TASK DESCRIPTION - Count the lines of the items below that contain the string "mailbox", and reply with that number alone.
• • • • • • •
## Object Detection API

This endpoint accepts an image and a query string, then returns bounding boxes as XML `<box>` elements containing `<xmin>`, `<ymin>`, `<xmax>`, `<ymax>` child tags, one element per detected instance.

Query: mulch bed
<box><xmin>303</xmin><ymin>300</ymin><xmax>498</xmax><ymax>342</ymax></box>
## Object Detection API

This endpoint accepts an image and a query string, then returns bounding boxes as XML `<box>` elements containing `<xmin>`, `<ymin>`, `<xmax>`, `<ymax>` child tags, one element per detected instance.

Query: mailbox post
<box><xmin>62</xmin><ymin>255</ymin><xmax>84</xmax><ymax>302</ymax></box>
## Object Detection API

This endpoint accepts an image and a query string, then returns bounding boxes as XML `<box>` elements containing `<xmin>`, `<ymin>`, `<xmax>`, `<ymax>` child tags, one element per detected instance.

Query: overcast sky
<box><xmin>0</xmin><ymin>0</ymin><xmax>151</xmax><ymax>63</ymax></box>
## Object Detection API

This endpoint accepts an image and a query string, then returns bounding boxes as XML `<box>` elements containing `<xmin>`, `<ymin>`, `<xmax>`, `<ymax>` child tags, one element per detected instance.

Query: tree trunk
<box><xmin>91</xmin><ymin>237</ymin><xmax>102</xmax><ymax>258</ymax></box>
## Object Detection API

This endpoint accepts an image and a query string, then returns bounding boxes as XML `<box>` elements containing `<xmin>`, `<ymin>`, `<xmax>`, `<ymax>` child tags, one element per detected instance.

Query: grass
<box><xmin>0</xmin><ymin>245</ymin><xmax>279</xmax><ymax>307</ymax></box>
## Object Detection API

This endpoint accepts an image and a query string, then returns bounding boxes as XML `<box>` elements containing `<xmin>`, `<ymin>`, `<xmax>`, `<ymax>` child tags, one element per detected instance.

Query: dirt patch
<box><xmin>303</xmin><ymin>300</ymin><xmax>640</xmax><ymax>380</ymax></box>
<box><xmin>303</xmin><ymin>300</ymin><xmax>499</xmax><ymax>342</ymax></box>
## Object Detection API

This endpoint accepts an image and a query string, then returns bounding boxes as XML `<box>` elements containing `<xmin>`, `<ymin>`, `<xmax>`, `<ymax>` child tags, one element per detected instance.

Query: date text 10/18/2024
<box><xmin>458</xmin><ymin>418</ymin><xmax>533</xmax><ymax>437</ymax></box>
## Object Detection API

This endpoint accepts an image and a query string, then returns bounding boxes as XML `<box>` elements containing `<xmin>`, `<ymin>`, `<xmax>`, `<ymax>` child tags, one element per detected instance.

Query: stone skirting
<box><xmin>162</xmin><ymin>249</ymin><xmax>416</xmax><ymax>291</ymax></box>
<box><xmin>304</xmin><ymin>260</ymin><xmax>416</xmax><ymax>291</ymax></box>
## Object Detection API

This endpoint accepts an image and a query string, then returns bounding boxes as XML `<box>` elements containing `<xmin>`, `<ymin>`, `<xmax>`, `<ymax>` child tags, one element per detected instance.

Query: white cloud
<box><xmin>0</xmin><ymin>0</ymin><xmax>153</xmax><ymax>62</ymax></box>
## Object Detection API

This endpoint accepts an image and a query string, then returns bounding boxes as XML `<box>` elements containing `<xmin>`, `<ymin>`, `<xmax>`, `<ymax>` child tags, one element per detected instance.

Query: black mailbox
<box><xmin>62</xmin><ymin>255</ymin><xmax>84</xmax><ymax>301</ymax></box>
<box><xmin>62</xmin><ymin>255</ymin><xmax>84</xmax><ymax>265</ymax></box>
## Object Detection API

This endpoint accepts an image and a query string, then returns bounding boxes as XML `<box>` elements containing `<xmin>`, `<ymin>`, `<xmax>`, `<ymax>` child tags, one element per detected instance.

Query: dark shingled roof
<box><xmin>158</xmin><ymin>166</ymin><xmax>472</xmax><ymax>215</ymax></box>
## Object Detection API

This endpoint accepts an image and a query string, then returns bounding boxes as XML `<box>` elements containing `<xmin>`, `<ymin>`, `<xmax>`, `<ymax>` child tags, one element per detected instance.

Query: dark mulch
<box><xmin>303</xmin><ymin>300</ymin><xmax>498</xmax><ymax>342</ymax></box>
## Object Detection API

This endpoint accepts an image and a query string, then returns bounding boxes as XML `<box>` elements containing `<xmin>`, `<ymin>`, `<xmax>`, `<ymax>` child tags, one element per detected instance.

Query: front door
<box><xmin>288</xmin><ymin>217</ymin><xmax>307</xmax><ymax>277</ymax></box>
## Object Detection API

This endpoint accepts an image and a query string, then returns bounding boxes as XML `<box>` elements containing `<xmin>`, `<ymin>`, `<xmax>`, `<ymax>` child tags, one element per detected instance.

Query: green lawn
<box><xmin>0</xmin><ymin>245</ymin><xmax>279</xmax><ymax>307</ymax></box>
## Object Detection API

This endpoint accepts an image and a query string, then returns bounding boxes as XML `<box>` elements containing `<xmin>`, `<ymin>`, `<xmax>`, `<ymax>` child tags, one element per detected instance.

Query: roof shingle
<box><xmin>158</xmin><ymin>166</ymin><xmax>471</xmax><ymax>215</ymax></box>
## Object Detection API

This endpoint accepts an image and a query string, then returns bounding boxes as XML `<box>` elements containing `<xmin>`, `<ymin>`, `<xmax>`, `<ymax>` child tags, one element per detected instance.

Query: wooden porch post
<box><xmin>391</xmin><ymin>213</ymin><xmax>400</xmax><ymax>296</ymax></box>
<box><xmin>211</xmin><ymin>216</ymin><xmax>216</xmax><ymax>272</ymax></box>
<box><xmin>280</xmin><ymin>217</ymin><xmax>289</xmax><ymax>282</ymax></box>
• • • • • • •
RESULT - 2